ISTRUZIONI DEL COMPITO>
**1.** Ricopia il passo dell'estratto su Berlusconi che va da "Silvio amava persuadere, sedurre, piacere" a "è sempre forte.".
**2.** Disponi in una tabella Markdown le righe delle voci, dalla prima fino a quella che contiene "[0,435,96,657]", inclusa. Usa le colonne "N." e "Testo" e salta le righe vuote.
***** ESTRATTO SELEZIONATO
In questo probabilmente sta la sua grandezza, nell’aver capito e colto prima di altri i mutamenti profondi che si muovevano nelle viscere della società italiana, sfibrata dagli anni del terrorismo e dalla guerra fredda, e bisognosa di nuovi miti, di una leggerezza svagata, di sogni di ricchezza a portata di mano.  

Berlusconi ha saputo  unire politica, sport e pubblicità nel suo cocktail shaker magnetico, e ha servito agli italiani un drink di successo che ha dato il tono a tanti fenomeni che sarebbero arrivati ​​quasi due decenni dopo, come ad esempio il Trumpismo, che assomiglia molto al Berlusconismo, pur essendo molto più eversivo e quindi pericoloso. 

Berlusconi aveva in mente un cliché ben definito, quello dell’uomo ricco, fatto da sé, e capace di estendere la formula del suo successo alla gestione del bene comune. 

Silvio amava persuadere, sedurre, piacere agli altri:  e si vedeva che aveva difficoltà ad accettare che ci fosse una parte di italiani che non si riconosceva nelle due idee, perché vi coglieva l’opportunismo di un uomo che aveva scelto la politica non per vocazione, ma per cinica autodifesa dei suoi interessi.

Credo sarebbe sbagliato farne un santino, anche se la tentazione di fronte alla morte è sempre forte.

Il suo lungo  percorso non è sempre stato del tutto limpido;  ha subito le accuse di prostituzione minorile, di intercettazioni illecite; per anni sono stati indagati i suoi legami con la mafia e la dubbia origine della sua fortuna, secondo alcuni legata appunto a Cosa nostra.
**********
***** DATI DELL'ESERCIZIO
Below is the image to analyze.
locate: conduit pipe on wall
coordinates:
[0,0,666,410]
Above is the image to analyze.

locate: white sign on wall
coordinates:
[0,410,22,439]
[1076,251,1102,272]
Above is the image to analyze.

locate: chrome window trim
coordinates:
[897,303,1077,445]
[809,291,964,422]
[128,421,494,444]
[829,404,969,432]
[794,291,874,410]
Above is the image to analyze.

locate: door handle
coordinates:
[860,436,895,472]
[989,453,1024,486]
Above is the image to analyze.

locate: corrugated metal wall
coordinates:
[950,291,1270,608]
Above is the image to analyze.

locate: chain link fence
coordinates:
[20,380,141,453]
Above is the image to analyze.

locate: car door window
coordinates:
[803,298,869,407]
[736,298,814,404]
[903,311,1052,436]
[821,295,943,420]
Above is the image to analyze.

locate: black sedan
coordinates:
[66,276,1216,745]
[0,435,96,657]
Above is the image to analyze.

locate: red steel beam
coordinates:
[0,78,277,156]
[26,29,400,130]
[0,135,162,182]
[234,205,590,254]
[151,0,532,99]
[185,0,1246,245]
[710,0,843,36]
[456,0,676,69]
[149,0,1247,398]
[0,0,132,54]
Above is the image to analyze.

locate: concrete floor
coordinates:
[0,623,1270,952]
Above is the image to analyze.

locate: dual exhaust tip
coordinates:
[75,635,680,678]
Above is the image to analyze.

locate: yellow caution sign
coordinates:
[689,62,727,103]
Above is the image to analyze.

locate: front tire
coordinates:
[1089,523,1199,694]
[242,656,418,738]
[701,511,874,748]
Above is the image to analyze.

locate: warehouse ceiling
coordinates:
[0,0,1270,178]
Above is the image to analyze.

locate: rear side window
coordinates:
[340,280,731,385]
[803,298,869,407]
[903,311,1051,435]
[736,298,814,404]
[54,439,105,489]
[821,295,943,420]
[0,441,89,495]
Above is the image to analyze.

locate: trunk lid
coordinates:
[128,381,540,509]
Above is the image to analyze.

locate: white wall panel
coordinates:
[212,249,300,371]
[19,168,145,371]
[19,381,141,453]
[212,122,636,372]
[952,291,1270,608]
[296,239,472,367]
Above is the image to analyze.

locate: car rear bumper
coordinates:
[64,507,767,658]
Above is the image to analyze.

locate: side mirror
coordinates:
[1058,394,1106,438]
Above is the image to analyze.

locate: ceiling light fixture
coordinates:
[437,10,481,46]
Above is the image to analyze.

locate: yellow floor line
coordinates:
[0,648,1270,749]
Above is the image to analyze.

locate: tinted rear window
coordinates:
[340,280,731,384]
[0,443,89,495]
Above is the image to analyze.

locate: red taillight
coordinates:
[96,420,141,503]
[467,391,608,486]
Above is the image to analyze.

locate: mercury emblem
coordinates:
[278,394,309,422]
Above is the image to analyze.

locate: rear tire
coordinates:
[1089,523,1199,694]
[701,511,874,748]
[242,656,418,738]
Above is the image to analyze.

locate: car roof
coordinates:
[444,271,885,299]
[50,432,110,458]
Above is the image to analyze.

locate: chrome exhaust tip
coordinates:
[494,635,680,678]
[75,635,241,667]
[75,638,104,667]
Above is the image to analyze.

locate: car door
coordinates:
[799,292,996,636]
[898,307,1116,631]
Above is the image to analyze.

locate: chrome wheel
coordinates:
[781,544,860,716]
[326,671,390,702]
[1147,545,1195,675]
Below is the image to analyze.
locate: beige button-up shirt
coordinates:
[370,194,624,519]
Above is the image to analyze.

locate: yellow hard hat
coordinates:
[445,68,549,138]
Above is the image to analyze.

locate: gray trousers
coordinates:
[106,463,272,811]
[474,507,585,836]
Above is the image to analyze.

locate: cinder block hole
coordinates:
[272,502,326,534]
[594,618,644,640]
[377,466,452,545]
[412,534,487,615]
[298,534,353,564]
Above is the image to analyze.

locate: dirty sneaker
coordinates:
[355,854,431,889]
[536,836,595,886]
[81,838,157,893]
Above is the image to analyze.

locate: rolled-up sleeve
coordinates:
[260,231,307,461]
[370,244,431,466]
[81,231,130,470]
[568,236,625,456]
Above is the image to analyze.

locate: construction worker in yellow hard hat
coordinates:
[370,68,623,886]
**********
INSIEME DELLE RISPOSTE>
**1.**
Silvio amava persuadere, sedurre, piacere agli altri:  e si vedeva che aveva difficoltà ad accettare che ci fosse una parte di italiani che non si riconosceva nelle due idee, perché vi coglieva l’opportunismo di un uomo che aveva scelto la politica non per vocazione, ma per cinica autodifesa dei suoi interessi.

Credo sarebbe sbagliato farne un santino, anche se la tentazione di fronte alla morte è sempre forte.

**2.**
| N. | Testo |
|---|---|
| 1 | Below is the image to analyze. |
| 2 | locate: conduit pipe on wall |
| 3 | coordinates: |
| 4 | [0,0,666,410] |
| 5 | Above is the image to analyze. |
| 6 | locate: white sign on wall |
| 7 | coordinates: |
| 8 | [0,410,22,439] |
| 9 | [1076,251,1102,272] |
| 10 | Above is the image to analyze. |
| 11 | locate: chrome window trim |
| 12 | coordinates: |
| 13 | [897,303,1077,445] |
| 14 | [809,291,964,422] |
| 15 | [128,421,494,444] |
| 16 | [829,404,969,432] |
| 17 | [794,291,874,410] |
| 18 | Above is the image to analyze. |
| 19 | locate: door handle |
| 20 | coordinates: |
| 21 | [860,436,895,472] |
| 22 | [989,453,1024,486] |
| 23 | Above is the image to analyze. |
| 24 | locate: corrugated metal wall |
| 25 | coordinates: |
| 26 | [950,291,1270,608] |
| 27 | Above is the image to analyze. |
| 28 | locate: chain link fence |
| 29 | coordinates: |
| 30 | [20,380,141,453] |
| 31 | Above is the image to analyze. |
| 32 | locate: car door window |
| 33 | coordinates: |
| 34 | [803,298,869,407] |
| 35 | [736,298,814,404] |
| 36 | [903,311,1052,436] |
| 37 | [821,295,943,420] |
| 38 | Above is the image to analyze. |
| 39 | locate: black sedan |
| 40 | coordinates: |
| 41 | [66,276,1216,745] |
| 42 | [0,435,96,657] |